START Reading passage
Hands on Learning: A thing of the past

Making mistakes can be a valuable part of the learning process. While hands-on learning with real patients shouldn’t be completely replaced, simulation training helps promote patient safety, expands upon critical decision making and thinking skills, and helps promote teamwork among students, teachers and healthcare professionals. As healthcare teaching institutions look to find new ways to teach students safe and efficient ways treat patients, simulation techniques can provide improved patient care and safety without putting the patient at risk.

Real time patient simulations are a new teaching strategy that gives the healthcare professionals and students a chance to develop, refine, and apply what they have learned in the classroom environment. By participating in interactive learning such as simulated patient care scenarios within the actual hospital/clinical setting, this allows them to gain experience and refine their current skills while developing new competencies all without the chance of risking harm to an actual patient.

In simplistic terms, simulation is either a technique or an actual piece of equipment that is “similar” to the real world without putting a patient at risk. Being able to control the actual learning environment with documented feedback is key to simulation and provides a safe way for students to learn. In the real world, there is no opportunity to correct any mistakes or take another approach in hindsight.
END Reading passage
Exercise aim >> According to the passage on simulation training, what is key to simulation?
START Source material
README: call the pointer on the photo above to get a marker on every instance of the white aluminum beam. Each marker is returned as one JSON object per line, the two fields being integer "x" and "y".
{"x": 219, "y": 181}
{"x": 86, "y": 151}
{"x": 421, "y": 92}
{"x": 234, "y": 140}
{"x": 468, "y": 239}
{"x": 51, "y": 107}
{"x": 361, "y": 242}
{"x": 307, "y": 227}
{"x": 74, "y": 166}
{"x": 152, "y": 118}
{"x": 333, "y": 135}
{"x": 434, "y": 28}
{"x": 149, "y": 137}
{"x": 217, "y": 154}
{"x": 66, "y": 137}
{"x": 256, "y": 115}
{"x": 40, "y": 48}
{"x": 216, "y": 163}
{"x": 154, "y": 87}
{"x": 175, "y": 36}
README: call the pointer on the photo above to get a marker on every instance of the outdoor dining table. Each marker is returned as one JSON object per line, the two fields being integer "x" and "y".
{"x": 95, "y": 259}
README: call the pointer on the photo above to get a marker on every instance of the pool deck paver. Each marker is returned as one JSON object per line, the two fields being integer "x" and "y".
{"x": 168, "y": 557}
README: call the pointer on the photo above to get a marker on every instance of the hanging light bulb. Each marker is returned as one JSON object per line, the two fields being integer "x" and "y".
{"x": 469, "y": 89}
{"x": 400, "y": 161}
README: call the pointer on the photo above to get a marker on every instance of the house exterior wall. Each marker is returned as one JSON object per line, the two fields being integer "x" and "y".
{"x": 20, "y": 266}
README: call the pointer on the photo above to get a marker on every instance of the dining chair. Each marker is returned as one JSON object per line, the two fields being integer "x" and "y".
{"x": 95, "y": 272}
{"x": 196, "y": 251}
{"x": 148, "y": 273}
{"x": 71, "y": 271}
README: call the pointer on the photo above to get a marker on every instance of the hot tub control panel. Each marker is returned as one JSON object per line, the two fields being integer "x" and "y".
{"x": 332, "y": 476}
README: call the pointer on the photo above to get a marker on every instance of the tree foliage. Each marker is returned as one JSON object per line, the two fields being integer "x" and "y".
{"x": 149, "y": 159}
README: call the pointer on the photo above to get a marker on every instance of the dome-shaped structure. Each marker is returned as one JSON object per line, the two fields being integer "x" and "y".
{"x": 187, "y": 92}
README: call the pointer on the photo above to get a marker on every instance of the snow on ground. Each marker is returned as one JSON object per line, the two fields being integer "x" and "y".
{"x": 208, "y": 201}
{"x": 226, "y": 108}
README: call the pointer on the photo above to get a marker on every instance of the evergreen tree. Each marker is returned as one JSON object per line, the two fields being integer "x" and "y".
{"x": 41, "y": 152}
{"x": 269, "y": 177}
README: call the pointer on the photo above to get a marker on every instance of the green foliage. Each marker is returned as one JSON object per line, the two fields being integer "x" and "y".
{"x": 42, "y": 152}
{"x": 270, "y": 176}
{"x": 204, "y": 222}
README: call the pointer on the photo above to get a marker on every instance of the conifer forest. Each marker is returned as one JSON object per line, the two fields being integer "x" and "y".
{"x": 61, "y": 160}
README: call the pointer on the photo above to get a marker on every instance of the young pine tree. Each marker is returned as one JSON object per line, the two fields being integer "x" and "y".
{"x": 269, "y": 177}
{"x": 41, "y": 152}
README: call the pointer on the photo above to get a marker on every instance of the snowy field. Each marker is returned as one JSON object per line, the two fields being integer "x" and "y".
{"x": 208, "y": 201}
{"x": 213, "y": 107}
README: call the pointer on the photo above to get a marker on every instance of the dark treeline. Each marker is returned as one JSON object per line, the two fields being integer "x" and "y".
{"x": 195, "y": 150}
END Source material
Result of this task >> Being able to control the actual learning environment with documented feedback is key to simulation.